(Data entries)

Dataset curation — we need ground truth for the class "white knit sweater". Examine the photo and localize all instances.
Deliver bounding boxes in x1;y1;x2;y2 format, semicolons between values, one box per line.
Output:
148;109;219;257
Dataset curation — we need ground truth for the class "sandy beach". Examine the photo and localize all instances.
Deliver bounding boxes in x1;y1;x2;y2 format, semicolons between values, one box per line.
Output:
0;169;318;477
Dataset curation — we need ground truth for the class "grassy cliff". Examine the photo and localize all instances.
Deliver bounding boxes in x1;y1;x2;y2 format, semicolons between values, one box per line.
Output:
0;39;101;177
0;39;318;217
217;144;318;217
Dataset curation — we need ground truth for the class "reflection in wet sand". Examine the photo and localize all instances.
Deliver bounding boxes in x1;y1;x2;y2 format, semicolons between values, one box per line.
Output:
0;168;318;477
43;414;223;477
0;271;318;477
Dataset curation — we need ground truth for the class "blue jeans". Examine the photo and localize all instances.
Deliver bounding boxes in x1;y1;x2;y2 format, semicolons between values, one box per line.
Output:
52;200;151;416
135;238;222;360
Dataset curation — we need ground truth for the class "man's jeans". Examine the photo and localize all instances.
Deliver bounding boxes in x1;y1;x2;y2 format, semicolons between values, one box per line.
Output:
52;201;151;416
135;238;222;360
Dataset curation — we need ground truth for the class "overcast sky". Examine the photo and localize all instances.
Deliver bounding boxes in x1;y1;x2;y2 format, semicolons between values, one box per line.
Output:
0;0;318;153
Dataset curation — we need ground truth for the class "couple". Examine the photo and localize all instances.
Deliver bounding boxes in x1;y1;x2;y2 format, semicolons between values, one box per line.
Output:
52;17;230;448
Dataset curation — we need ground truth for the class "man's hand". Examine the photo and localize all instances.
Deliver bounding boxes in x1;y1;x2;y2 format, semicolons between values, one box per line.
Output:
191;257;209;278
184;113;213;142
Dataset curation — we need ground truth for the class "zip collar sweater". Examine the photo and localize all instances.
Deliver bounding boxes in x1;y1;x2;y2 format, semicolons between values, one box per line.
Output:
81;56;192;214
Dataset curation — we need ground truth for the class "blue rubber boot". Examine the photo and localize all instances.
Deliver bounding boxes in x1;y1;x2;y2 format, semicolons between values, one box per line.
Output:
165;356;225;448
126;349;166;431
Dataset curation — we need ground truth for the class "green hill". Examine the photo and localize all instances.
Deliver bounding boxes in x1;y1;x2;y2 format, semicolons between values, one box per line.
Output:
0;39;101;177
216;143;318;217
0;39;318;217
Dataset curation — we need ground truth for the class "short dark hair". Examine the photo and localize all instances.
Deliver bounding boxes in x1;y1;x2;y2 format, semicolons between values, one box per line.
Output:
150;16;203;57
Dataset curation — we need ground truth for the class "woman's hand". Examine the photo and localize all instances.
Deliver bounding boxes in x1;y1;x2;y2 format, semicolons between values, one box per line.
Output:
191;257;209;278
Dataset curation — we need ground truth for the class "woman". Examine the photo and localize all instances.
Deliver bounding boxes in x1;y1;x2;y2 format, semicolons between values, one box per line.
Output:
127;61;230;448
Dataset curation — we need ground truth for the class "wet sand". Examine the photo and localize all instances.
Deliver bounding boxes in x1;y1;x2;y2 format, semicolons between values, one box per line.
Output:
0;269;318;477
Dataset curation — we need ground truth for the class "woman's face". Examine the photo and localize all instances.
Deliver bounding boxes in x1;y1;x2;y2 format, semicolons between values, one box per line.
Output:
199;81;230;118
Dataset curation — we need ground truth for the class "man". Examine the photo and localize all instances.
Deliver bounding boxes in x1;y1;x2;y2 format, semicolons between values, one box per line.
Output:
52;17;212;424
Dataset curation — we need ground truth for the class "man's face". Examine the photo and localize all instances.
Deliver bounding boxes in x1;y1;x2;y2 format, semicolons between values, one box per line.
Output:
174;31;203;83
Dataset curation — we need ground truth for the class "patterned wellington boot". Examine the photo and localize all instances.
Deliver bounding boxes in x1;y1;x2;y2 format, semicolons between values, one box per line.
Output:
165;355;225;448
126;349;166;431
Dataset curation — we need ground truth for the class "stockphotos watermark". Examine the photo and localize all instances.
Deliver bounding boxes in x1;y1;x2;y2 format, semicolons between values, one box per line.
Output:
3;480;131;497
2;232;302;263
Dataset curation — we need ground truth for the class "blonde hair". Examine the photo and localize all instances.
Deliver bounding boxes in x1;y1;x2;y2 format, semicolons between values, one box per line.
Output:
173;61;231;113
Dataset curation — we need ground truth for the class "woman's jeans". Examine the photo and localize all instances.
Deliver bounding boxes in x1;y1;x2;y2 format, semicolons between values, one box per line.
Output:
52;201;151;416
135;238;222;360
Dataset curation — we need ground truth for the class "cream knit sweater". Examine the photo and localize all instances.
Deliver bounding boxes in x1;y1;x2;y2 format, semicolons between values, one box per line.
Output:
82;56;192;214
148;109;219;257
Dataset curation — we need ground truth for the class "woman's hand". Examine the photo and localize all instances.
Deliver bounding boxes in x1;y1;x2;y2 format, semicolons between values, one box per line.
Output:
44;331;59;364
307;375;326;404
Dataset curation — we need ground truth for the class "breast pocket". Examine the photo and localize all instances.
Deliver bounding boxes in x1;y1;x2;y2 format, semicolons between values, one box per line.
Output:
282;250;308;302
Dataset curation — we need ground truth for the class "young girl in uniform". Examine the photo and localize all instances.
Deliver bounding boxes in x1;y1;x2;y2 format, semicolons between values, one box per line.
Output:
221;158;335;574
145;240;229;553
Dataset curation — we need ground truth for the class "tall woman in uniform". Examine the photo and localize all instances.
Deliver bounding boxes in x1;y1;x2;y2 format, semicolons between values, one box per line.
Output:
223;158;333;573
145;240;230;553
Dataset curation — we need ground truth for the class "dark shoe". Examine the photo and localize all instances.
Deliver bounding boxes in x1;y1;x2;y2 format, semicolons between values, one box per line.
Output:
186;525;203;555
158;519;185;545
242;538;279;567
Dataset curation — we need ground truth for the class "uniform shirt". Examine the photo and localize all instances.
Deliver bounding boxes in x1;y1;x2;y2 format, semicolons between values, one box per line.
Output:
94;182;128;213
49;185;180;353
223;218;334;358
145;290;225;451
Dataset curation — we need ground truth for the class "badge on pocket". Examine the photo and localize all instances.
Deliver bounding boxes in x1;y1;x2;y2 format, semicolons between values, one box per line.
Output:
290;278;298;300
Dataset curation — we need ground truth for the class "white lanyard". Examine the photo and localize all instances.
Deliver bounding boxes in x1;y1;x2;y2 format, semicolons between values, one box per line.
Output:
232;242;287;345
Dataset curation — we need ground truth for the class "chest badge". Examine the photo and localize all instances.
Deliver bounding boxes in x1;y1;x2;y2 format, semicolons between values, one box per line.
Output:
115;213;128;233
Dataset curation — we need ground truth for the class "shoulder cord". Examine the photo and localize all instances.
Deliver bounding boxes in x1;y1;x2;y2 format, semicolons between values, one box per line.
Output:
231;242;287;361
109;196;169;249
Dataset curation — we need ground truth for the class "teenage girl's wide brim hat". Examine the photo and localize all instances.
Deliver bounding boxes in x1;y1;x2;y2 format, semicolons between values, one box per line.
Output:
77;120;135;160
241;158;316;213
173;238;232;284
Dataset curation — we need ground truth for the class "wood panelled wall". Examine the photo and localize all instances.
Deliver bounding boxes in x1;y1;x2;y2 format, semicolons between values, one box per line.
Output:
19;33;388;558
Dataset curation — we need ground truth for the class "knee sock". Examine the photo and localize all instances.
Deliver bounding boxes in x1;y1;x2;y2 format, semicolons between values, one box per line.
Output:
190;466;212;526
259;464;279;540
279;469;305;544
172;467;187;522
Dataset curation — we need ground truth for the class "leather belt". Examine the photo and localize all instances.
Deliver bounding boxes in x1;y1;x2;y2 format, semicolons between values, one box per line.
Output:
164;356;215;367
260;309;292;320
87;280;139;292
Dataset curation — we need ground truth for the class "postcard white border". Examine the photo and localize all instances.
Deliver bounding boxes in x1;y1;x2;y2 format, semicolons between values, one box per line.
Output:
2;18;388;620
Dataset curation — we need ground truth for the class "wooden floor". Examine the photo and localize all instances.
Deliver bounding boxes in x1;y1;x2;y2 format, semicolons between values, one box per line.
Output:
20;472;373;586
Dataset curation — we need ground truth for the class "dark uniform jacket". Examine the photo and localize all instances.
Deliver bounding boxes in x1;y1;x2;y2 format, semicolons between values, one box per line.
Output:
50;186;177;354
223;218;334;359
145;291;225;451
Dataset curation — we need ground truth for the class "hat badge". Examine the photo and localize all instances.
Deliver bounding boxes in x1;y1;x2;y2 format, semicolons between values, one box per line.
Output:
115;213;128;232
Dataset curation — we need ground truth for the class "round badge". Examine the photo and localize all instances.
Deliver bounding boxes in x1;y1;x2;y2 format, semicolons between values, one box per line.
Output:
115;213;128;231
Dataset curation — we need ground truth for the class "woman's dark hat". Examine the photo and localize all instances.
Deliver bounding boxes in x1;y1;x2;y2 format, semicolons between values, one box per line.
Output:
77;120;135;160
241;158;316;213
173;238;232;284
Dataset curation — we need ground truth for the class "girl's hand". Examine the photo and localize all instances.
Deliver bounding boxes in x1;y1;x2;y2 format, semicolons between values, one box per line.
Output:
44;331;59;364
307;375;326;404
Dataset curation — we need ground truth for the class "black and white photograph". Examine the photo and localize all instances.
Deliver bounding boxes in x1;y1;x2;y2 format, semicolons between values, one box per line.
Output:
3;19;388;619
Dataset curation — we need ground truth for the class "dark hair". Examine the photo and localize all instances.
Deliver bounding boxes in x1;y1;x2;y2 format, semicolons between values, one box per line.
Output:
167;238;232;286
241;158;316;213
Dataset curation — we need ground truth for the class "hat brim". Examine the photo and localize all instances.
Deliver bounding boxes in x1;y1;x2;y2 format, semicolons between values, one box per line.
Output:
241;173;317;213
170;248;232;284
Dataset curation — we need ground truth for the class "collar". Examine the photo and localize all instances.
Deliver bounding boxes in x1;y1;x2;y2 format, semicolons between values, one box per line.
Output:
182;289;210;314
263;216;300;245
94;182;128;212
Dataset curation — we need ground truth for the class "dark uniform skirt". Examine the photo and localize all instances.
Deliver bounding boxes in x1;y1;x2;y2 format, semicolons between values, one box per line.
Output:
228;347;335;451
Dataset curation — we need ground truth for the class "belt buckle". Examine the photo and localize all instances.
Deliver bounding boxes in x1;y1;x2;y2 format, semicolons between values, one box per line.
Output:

◆ **DIRECTIONS**
Please reproduce word for word everything from the start of the items through the line containing "0;169;318;477", inclusive.

◆ **RESPONSE**
Dataset curation — we need ground truth for the class "white knit sweater". Examine the photo and localize all instances.
Deliver bounding boxes in x1;y1;x2;y2 format, semicolons between values, one box per line.
Output:
148;109;219;257
Dataset curation — we need ground truth for the class "sandy beach". Examine the photo and localize all instances.
Deliver bounding boxes in x1;y1;x2;y2 format, semicolons between values, one box per line.
Output:
0;169;318;477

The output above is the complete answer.